Problem =>
Print everything from the line containing "sky, one per instance" down to the end of the material, inclusive, without any changes.

==== Data

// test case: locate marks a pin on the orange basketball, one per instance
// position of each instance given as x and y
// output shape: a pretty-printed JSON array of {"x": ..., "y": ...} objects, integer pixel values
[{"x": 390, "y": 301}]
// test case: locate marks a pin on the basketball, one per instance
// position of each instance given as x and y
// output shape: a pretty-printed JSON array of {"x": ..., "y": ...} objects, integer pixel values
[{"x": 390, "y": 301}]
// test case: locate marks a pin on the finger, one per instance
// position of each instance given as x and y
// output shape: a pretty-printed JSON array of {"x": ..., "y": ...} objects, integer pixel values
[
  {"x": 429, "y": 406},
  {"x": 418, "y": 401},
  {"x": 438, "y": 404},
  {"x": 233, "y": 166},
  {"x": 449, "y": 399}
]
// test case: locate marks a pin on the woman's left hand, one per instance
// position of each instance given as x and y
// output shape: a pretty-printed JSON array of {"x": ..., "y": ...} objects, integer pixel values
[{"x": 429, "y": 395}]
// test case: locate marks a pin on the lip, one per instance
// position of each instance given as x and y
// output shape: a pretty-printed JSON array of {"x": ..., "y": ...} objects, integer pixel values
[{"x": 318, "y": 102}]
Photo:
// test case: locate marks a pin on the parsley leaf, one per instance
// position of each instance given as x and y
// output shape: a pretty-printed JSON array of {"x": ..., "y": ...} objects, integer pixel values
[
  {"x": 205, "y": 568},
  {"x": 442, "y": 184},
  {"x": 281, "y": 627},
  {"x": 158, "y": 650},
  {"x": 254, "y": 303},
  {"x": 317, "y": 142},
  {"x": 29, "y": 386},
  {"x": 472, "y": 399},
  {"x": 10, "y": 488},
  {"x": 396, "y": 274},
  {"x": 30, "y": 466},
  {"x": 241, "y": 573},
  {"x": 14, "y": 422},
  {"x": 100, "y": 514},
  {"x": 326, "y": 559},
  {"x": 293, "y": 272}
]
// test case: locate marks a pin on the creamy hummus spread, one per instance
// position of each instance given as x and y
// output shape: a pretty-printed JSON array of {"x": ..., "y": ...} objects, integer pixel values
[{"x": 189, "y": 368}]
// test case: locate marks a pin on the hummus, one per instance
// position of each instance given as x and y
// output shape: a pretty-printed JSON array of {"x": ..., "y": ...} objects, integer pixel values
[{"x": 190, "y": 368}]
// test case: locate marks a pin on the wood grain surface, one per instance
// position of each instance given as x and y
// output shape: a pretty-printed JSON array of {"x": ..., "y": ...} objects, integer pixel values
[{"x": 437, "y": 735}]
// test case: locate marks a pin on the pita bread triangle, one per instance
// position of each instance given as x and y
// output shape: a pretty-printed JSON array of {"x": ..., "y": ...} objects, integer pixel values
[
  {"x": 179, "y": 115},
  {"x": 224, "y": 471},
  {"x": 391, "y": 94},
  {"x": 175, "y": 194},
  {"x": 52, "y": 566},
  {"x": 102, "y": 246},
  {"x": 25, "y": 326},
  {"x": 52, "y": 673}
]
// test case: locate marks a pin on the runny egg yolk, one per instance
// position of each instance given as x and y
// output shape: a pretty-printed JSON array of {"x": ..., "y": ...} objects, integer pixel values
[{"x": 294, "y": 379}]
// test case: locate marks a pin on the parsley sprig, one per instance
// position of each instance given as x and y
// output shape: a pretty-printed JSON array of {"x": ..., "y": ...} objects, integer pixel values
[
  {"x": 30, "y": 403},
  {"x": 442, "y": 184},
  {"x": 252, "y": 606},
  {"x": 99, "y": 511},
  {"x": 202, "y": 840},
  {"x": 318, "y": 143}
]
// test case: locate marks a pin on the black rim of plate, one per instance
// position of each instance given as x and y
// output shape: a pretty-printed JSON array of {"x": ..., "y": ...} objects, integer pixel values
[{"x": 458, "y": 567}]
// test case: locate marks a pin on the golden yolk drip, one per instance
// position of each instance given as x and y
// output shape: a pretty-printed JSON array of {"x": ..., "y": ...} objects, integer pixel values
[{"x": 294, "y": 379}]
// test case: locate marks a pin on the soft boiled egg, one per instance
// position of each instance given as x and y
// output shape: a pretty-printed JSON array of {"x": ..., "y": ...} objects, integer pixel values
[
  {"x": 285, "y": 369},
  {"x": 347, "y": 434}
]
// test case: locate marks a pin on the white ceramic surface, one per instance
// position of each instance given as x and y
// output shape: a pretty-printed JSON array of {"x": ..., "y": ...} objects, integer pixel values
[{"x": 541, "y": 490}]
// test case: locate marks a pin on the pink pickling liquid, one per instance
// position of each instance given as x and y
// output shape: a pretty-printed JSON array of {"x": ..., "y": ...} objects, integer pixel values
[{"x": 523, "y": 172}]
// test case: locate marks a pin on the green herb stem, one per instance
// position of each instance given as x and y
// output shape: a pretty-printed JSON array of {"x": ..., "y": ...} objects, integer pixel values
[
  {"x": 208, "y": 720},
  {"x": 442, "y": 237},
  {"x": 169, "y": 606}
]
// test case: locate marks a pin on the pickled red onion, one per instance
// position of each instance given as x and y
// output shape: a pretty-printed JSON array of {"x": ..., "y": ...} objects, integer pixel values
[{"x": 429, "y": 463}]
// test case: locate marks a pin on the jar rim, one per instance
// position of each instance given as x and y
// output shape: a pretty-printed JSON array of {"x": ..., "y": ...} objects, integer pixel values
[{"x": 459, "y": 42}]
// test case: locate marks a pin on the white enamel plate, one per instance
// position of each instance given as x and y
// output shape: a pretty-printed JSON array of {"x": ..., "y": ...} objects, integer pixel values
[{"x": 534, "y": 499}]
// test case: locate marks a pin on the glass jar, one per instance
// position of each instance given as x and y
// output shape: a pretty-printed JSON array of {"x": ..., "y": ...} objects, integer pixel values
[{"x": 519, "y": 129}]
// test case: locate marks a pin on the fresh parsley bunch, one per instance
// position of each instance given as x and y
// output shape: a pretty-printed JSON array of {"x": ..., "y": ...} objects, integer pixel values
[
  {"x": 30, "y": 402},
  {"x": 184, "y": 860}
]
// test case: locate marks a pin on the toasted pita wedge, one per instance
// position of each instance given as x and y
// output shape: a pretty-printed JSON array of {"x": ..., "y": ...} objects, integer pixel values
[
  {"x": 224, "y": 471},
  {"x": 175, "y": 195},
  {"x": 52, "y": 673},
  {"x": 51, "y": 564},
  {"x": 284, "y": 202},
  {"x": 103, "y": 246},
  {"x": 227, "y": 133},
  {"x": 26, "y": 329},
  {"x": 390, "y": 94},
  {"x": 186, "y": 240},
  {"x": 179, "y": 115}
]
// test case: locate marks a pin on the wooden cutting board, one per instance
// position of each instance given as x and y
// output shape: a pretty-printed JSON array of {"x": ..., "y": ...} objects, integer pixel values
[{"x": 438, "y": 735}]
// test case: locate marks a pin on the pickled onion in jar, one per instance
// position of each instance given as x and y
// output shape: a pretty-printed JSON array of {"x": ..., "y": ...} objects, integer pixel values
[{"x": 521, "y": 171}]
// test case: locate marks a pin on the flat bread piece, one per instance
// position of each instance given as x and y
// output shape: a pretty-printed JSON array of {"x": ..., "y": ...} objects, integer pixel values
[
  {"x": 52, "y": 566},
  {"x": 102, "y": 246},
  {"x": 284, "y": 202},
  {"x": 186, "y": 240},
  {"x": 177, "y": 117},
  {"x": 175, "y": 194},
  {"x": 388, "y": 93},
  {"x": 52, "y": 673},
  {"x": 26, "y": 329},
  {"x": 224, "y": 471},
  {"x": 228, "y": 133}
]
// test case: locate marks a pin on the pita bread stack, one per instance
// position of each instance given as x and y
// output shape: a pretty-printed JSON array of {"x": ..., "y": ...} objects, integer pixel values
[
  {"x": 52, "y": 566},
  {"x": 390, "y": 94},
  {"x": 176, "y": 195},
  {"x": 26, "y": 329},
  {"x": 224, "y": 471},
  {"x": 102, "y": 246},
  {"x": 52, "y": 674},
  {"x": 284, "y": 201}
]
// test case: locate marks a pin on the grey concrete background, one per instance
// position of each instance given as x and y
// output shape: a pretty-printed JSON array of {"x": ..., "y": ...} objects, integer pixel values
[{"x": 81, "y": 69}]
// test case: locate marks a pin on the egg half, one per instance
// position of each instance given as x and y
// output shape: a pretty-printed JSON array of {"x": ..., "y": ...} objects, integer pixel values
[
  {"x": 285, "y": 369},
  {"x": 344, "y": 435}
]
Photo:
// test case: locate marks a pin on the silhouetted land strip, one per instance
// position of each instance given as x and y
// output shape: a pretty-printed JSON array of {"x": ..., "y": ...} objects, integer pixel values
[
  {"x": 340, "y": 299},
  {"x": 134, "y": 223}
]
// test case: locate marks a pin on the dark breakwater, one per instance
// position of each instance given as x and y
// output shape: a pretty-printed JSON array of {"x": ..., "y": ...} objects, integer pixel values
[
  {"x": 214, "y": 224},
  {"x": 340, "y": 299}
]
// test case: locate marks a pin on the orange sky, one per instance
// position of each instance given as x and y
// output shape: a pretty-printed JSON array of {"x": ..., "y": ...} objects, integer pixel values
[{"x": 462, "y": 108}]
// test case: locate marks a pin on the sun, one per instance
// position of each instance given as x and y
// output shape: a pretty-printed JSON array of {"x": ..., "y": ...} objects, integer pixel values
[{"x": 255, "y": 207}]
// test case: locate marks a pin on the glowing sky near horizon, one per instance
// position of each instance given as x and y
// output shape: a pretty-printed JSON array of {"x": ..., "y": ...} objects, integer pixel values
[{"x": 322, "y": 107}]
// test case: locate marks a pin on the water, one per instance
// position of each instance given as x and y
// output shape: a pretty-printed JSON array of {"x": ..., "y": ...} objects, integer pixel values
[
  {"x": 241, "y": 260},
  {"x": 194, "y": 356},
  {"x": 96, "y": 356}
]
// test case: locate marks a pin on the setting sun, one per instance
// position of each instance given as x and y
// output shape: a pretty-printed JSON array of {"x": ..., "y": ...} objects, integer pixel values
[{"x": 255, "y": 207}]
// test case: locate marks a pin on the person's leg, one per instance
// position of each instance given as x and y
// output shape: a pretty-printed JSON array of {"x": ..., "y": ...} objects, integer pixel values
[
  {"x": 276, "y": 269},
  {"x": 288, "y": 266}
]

========

Solution for this problem =>
// test case: locate marks a pin on the orange sky, one per instance
// position of each instance given as x and y
// output shape: a pretty-printed JSON array of {"x": ..., "y": ...} objects, integer pixel values
[{"x": 462, "y": 108}]
// test case: locate marks a pin on the sun, one per instance
// position of each instance given as x and y
// output shape: a pretty-printed JSON array of {"x": ..., "y": ...} objects, integer pixel values
[{"x": 255, "y": 207}]
// test case: locate marks a pin on the glowing sky near horizon, one per instance
// position of each instance given as x and y
// output shape: a pretty-printed JSON array of {"x": ..., "y": ...} objects, integer pixel values
[{"x": 322, "y": 107}]
// test case: locate marks a pin on the water, one per instance
// position of each instance given as x and y
// output shape: a pretty-printed JSON array of {"x": ..., "y": ...} objects, integer pixel values
[
  {"x": 241, "y": 260},
  {"x": 194, "y": 356},
  {"x": 96, "y": 356}
]
// test case: locate marks a pin on the setting sun, one per instance
// position of each instance given as x and y
// output shape: a pretty-printed JSON array of {"x": ..., "y": ...} objects, integer pixel values
[{"x": 255, "y": 207}]
// test case: locate marks a pin on the person's leg, one per instance
// position of each instance given as x and y
// output shape: a pretty-printed JSON array of {"x": ..., "y": ...} objects, integer pixel values
[
  {"x": 276, "y": 269},
  {"x": 288, "y": 266}
]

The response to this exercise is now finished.